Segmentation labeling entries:
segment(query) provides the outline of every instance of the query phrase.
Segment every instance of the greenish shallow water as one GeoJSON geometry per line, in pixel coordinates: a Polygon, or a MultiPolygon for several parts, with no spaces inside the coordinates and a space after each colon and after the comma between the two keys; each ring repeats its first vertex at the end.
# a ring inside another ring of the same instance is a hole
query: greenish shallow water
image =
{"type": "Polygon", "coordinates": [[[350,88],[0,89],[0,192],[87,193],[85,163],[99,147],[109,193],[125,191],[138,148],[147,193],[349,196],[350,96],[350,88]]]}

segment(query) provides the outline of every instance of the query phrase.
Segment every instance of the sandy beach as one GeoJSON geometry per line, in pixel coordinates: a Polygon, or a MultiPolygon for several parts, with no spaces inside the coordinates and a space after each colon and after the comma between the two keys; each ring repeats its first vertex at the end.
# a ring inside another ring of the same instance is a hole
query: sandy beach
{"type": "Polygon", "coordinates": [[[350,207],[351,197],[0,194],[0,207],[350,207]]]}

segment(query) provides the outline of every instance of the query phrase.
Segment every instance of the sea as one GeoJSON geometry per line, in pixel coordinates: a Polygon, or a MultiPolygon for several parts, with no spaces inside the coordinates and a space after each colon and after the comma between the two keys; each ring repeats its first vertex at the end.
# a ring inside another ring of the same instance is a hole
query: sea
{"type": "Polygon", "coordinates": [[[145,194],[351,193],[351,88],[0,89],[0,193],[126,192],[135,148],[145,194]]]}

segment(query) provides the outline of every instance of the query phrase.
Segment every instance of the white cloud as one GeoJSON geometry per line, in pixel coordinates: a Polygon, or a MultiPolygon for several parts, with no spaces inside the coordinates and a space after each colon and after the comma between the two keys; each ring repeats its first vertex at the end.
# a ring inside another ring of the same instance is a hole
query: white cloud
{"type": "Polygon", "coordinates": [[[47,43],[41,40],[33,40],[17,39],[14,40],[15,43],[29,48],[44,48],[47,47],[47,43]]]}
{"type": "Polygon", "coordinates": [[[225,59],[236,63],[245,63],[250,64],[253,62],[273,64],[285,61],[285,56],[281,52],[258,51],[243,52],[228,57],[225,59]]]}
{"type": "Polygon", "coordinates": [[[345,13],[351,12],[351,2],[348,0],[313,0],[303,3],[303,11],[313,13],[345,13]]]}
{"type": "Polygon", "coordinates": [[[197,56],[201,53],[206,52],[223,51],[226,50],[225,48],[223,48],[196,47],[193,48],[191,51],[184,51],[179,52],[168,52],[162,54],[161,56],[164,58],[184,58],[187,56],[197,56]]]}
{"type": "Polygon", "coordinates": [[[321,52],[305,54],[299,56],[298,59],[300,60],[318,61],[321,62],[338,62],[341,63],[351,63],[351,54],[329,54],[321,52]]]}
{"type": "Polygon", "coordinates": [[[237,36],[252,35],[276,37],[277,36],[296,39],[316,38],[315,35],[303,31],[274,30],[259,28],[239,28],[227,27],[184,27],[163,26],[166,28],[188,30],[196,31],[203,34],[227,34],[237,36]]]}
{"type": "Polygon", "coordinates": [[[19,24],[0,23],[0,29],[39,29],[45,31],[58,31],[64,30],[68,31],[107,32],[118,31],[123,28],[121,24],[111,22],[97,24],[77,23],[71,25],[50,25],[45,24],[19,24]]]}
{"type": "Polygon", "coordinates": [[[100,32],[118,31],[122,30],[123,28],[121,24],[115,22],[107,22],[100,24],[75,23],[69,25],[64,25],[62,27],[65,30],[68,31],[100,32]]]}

__What you have to do__
Extract every line above that contains the string "white". Matching is case-sensitive.

__Task result__
Segment every instance of the white cloud as one GeoJSON geometry per line, in pixel coordinates: a Polygon, or a MultiPolygon for several parts, with no spaces inside the coordinates and a space after each colon and after the comma between the two keys; each ring repeats its first vertex at the end.
query: white cloud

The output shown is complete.